**Selected passage**
Content starts
ONE in 10 people in Hartlepool are battling potentially fatal heart disease.
Around 10,000 people in the town are suffering with heart and circulatory disease, and health chiefs say this is down to people’s lifestyles and family medical history.
And the situation is so serious that hospital bosses are investing in “the world’s most advanced” heart scanner to help detect the life-threatening illness at its earliest stages.
There have also been three new heart doctors appointed at the University Hospital of Hartlepool and the University Hospital of North Tees, as well as new chest and heart tests, in a bid to tackle the ticking time bomb.
Today, following the release of the shocking statistics from the British Heart Foundation (BHF), consultant cardiologist at North Tees and Hartlepool NHS Foundation Trust, Justin Carter, said: “We recognise that heart disease and circulatory disease pose a serious threat to the health of our local communities in Hartlepool and the surrounding area.
“Cardiac disease is a killer but to help combat it the trust is making significant investment in developing and improving cardiac care.
“We have recently appointed three new consultant cardiologists to work across our two sites at the University Hospital of North Tees and the recently opened cardiac investigations unit at the University Hospital of Hartlepool.
Content ends
**Dataset entries**
Content starts
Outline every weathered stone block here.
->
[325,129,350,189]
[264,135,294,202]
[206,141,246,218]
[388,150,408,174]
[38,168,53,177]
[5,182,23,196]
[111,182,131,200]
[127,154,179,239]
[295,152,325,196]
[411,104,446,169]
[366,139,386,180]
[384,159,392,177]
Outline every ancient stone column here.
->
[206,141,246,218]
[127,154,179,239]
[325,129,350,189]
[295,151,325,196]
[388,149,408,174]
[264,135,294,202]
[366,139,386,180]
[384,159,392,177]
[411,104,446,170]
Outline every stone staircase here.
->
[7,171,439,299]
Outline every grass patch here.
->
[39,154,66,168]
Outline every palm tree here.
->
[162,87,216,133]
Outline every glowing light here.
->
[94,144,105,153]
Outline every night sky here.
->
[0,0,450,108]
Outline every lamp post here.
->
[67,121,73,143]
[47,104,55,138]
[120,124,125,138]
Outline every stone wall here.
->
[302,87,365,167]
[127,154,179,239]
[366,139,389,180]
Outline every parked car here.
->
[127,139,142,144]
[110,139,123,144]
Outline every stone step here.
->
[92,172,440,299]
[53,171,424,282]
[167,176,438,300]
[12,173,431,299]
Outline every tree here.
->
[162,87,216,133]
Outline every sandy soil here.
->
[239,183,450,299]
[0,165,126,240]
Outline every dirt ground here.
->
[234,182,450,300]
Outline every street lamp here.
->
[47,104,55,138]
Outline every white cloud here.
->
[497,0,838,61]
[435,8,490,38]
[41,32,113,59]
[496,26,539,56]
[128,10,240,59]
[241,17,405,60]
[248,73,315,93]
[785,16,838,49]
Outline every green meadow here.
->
Content ends
**Prompt 1**
According to the Hartlepool heart disease article, roughly how many people in the town are suffering with heart and circulatory disease?
**Prompt 2**
Write the next few paragraphs of the Hartlepool heart disease article, picking up after its final sentence.

**Task output 1**
Around 10,000 people.

**Task output 2**
“The unit carries out heart tests and runs rapid access chest pain clinics so that patients referred by their GP can be seen as soon as possible.
“We have invested in a state of the art stress echocardiography service which will help doctors diagnose and treat coronary artery disease, giving accurate assessments, so patient’s heart problems can be diagnosed and treated appropriately.
“Stress echocardiograms are an accurate way of identifying whether patients with chest pain have significant heart problems and minimises the need to use tests that involve exposure to radiation or x rays.
“We are also waiting delivery of the world’s most advanced cardiac CT scanner which gives a three dimensional picture of the heart to help us to identify heart disease in patients at an early stage.
“We have a network of cardiac specialist nurses working in the community to help identify patients who may be at risk from heart or circulatory disease.”
Chris Briddon, BHF nurse practitioner, for Hartlepool Primary Care Trust, said Hartlepool has a particular problem with people dying much younger than in other parts of the country.
“That’s down to life-style choices and a lot of heart disease runs in families and we’ve got a lot of families like that in Hartlepool,” she said.
“There is a lot of excellent work being done and this has helped to reduce death rates in Hartlepool by over 50 per cent. There is obviously more that needs to be done though.”
She is currently helping to deliver a programme to seven to 14-year-olds in schools called Younger and Wiser which informs them about caring for the heart and arming them with future knowledge.
Stephen Akers-Belcher, chairman of Hartlepool Borough Council’s health scrutiny forum, agreed that arming youngsters with knowledge is essential, at-risk people need to be targeted to look at potential life-style changes, and a better support network and offering healthy food alternatives on a budget needs to be available.”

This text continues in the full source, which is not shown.